- PROVIDED RECORDS
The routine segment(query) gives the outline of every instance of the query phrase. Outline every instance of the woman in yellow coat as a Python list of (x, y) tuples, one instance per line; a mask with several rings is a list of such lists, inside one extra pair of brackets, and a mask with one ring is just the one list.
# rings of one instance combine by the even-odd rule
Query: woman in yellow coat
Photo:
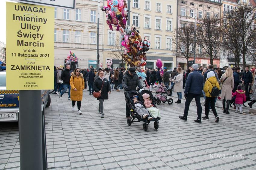
[(81, 101), (83, 100), (83, 91), (84, 88), (84, 80), (83, 74), (80, 73), (81, 70), (79, 67), (75, 69), (74, 72), (71, 73), (70, 78), (71, 100), (72, 100), (72, 110), (75, 111), (75, 105), (76, 101), (77, 101), (78, 113), (81, 115), (82, 112), (80, 110), (81, 108)]
[(212, 97), (211, 95), (211, 93), (214, 87), (216, 87), (220, 89), (219, 82), (215, 77), (214, 71), (210, 71), (207, 73), (207, 79), (204, 86), (204, 91), (205, 93), (205, 106), (204, 107), (204, 112), (205, 116), (202, 117), (203, 119), (209, 120), (209, 106), (211, 103), (211, 108), (214, 115), (215, 116), (215, 122), (219, 121), (219, 116), (215, 109), (215, 99), (217, 97)]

- DIRECTIONS FOR THIS TASK
Rewrite the records above with "yellow coat" swapped for "red jacket" wherever it appears, keeping everything else the same, and leave the pictures out.

- TASK OUTPUT
The routine segment(query) gives the outline of every instance of the query phrase. Outline every instance of the woman in red jacket as a Python list of (x, y) tuples, one instance per line; a mask with several rings is a list of such lists, inside one extra pair of brackets, and a mask with one ring is just the one list.
# rings of one instance combine by the even-odd rule
Query: woman in red jacket
Photo:
[(81, 101), (83, 100), (83, 91), (84, 88), (84, 80), (83, 74), (80, 73), (81, 70), (79, 67), (75, 69), (74, 72), (71, 73), (70, 78), (71, 100), (72, 100), (72, 110), (75, 111), (75, 105), (76, 101), (77, 101), (78, 113), (81, 115), (82, 112), (80, 110), (81, 108)]
[(212, 97), (211, 95), (211, 93), (214, 87), (216, 87), (220, 89), (219, 82), (215, 77), (214, 71), (210, 71), (207, 73), (207, 79), (204, 86), (204, 91), (205, 93), (205, 106), (204, 107), (204, 112), (205, 116), (202, 117), (203, 119), (209, 120), (209, 106), (211, 103), (211, 108), (214, 115), (215, 116), (215, 122), (219, 121), (219, 116), (215, 109), (215, 99), (217, 97)]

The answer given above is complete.